### Problem to work on
Copy the material below word for word, every line of it, with nothing changed or left out.

►

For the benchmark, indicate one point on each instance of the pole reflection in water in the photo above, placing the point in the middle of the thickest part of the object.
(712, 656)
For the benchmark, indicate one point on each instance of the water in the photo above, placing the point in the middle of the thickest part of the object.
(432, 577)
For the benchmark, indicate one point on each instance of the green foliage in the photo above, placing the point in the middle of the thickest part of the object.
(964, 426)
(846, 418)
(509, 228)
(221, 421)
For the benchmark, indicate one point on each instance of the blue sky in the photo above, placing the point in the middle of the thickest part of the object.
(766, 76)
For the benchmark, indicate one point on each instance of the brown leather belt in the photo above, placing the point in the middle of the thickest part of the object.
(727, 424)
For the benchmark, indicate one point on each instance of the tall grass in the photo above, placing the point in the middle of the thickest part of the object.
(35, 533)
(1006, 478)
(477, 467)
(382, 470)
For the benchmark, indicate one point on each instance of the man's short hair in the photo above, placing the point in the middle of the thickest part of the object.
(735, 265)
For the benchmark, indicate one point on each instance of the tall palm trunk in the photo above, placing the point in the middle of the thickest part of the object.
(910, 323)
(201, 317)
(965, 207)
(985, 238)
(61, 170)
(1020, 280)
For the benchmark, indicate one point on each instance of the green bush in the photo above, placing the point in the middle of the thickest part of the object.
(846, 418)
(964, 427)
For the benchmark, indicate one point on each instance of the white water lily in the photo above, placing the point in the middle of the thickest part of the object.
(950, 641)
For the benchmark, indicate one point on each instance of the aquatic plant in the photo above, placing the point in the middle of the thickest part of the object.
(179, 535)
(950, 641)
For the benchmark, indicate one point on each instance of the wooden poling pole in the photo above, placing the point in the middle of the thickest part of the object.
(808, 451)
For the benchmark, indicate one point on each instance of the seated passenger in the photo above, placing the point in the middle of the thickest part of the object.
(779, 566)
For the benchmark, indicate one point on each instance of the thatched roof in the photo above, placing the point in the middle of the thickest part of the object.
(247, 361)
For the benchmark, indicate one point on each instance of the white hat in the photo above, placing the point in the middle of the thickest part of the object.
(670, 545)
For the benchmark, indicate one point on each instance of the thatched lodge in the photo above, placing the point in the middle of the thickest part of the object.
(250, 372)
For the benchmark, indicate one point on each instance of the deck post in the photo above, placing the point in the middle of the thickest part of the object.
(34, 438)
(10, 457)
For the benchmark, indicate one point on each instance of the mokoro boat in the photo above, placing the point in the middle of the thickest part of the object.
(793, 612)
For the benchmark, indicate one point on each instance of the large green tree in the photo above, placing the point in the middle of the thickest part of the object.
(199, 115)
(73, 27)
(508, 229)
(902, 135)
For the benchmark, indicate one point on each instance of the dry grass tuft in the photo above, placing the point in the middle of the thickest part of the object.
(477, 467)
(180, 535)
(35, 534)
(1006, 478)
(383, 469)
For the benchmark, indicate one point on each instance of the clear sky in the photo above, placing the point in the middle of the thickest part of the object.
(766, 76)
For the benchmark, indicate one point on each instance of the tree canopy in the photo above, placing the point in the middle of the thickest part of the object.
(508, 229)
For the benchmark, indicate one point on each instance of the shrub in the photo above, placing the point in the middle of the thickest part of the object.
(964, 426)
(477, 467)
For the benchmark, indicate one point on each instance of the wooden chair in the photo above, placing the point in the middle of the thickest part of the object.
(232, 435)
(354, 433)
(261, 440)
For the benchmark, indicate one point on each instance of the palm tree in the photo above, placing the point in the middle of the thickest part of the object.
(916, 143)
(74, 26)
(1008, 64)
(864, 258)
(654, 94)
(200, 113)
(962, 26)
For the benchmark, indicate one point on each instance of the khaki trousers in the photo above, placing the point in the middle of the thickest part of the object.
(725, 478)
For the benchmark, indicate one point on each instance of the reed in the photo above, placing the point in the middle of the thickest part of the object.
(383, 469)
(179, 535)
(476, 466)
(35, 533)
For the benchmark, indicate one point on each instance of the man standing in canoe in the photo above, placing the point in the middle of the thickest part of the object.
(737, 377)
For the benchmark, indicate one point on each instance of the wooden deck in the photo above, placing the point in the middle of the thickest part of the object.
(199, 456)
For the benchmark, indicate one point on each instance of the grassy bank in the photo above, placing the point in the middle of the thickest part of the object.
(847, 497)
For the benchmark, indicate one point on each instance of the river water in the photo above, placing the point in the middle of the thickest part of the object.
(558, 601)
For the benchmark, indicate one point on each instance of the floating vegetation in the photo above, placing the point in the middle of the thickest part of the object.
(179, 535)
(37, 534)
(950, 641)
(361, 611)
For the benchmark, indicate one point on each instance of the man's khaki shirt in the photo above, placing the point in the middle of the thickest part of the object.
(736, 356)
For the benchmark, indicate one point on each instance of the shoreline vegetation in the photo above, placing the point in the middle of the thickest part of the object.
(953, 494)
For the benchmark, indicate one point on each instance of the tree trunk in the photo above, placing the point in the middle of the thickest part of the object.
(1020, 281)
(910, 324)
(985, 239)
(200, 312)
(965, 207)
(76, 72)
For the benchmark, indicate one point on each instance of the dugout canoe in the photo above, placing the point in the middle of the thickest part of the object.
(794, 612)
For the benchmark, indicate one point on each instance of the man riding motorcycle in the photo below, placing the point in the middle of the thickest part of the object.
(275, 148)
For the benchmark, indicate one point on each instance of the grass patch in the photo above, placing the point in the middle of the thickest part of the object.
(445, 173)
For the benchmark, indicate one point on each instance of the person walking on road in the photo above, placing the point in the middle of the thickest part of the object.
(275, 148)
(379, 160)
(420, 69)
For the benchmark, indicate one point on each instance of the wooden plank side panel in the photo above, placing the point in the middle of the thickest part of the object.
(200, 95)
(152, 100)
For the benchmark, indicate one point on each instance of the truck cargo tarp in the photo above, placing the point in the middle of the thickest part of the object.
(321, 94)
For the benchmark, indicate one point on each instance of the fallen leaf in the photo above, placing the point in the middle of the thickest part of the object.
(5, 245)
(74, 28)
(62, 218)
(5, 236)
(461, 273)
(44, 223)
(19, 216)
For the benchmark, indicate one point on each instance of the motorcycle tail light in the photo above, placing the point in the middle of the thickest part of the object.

◄

### Written response
For the benchmark, indicate one point on each instance of the pole reflection in water in the photo above, placing the point in the middle of the thickest part of the object.
(712, 656)
For the benchmark, indicate one point on each instance of the water in the photo above, placing the point in the middle of the thickest part of the object.
(432, 577)
For the benchmark, indicate one point on each instance of the green foliage in the photo above, placing the point in the middle of the thickest part of the object.
(964, 426)
(846, 418)
(509, 228)
(221, 421)
For the benchmark, indicate one point on each instance of the blue sky in the photo above, placing the point in the middle of the thickest part of the object.
(766, 76)
For the benchmark, indicate one point on each instance of the brown leather belt in the photo above, placing the point in the middle of the thickest part of the object.
(727, 424)
For the benchmark, indicate one point on each instance of the tall grass in the photo above, placing the point in the middle of the thickest part of the object.
(35, 533)
(1006, 478)
(477, 467)
(382, 470)
For the benchmark, indicate one point on each instance of the man's short hair in the photo above, placing the point in the middle of the thickest part of the object.
(735, 265)
For the benchmark, indicate one point on each instance of the tall palm trunk in the photo above, placing the point in the middle of the thickest part of the object.
(910, 323)
(201, 317)
(965, 207)
(985, 238)
(61, 170)
(1020, 280)
For the benchmark, indicate one point on each instance of the green bush in the photo above, placing the point in the middle of the thickest part of the object.
(846, 418)
(964, 427)
For the benchmark, indicate one point on each instance of the white water lily in the photo above, placing the point in the middle of the thickest part of the object.
(950, 641)
For the benchmark, indicate one point on each instance of the aquatic plant in the photo above, placing the point in the middle of the thickest part of the object.
(179, 535)
(950, 641)
For the benchmark, indicate one point on each instance of the wooden poling pole in the photo above, placing the point in the middle of the thickest part of the object.
(808, 451)
For the benchmark, indicate one point on each instance of the seated passenger in the photo above, placing the point in the middle of the thickest part of the object.
(779, 566)
For the benchmark, indicate one point on each instance of the thatched roof in the photo above, placing the point in the middle of the thickest part of the object.
(247, 361)
For the benchmark, indicate one point on each instance of the white hat in the photo above, placing the point in the middle of the thickest part of the object.
(670, 545)
For the benchmark, indicate one point on each instance of the thatched lodge in the photo above, placing the point in the middle of the thickest part of the object.
(250, 372)
For the benchmark, indicate one point on each instance of the deck post in the photo above, placing the point in the middle of the thickest part of the object.
(34, 438)
(10, 457)
For the benchmark, indicate one point on each instance of the mokoro boat in the photo above, placing the point in the middle of the thickest part of the object.
(793, 612)
For the benchmark, indicate one point on each instance of the large green tree in the photo above, placing the point in the middle of the thickest part of the object.
(199, 115)
(73, 27)
(508, 229)
(902, 135)
For the benchmark, indicate one point on each instance of the dry grass tuft in the photo above, placing the point in the middle of the thickest part of the object.
(477, 467)
(180, 535)
(35, 534)
(1006, 478)
(383, 469)
For the benchmark, indicate one point on each instance of the clear sky in the photo above, placing the point in the middle of the thickest part of the object.
(766, 76)
For the benchmark, indicate one point on each instance of the tree canopy in the photo above, placing the point in the middle of the thickest part of the object.
(508, 229)
For the benchmark, indicate one point on each instance of the shrub in the photo above, placing the point in the middle of the thickest part of the object.
(964, 426)
(477, 467)
For the benchmark, indicate one point on each instance of the wooden chair in the photo above, placing the point in the middle of the thickest part of the object.
(232, 435)
(354, 433)
(261, 440)
For the benchmark, indicate one point on each instance of the palm tree in the photo above, placing the point in the middle of the thickest part of the object.
(916, 143)
(74, 26)
(1008, 64)
(864, 258)
(654, 94)
(200, 113)
(962, 26)
For the benchmark, indicate one point on each instance of the khaki trousers in the photo above, placing the point in the middle of the thickest part of the object.
(725, 478)
For the benchmark, indicate one point on each instance of the reed in the photo above, placing the point in the middle of the thickest part of the object.
(383, 469)
(179, 535)
(476, 466)
(35, 533)
For the benchmark, indicate one point on each instance of the man standing in canoe in the photo above, placing the point in the middle of the thickest part of the object.
(737, 377)
For the benchmark, indicate one point on each instance of the wooden deck in the photo above, placing the point in the middle of the thickest part of the object.
(199, 456)
For the benchmark, indicate one point on each instance of the grassy bank in the photo above, placing the point in the middle of the thickest part of the object.
(847, 497)
For the benchmark, indicate one point on each instance of the river water in the photo above, placing the point in the middle of the thickest part of the object.
(558, 601)
For the benchmark, indicate one point on each instance of the floating vegetation in the photo above, placing the point in the middle of the thickest part of the object.
(179, 535)
(37, 534)
(950, 641)
(361, 611)
For the benchmark, indicate one point on each instance of the man's khaki shirt in the photo above, placing the point in the middle of the thickest part of the object.
(736, 356)
For the benchmark, indicate one point on each instance of the shoreline vegetation in the photo above, placing the point in the middle of the thickest part of the object.
(953, 494)
For the benchmark, indicate one point on each instance of the tree trunk in the photo above, placing the point in the middle of the thickest part of the object.
(1020, 281)
(910, 324)
(985, 239)
(200, 312)
(965, 207)
(76, 72)
For the benchmark, indicate one point on each instance of the dugout canoe in the photo above, placing the point in the middle of the thickest part of the object.
(794, 612)
For the benchmark, indicate one point on each instance of the man riding motorcycle in the photo below, placing the point in the middle of the thickest part of the object.
(275, 148)
For the benchmark, indicate one point on each instance of the grass patch in the photo above, placing the point in the middle of the thickest part of the object.
(445, 173)
For the benchmark, indicate one point on each instance of the person walking on road in the photo above, placing the point in the middle of the thickest part of the object.
(275, 148)
(379, 160)
(420, 69)
For the benchmark, indicate one point on each instance of the wooden plank side panel in the photo above, placing the point in the middle of the thickest part of the object.
(200, 95)
(152, 100)
For the benchmark, indicate one point on each instance of the truck cargo tarp in the photo above, placing the point in the middle of the thickest part of the object.
(321, 94)
For the benchmark, indicate one point on each instance of the fallen leaf in the photo above, placing the point in the middle of the thickest part of the object.
(5, 245)
(74, 28)
(62, 218)
(5, 236)
(461, 273)
(44, 223)
(19, 216)
For the benchmark, indicate one point on each instance of the motorcycle tail light in the photo above, placing the point in the middle of the thickest part of the object.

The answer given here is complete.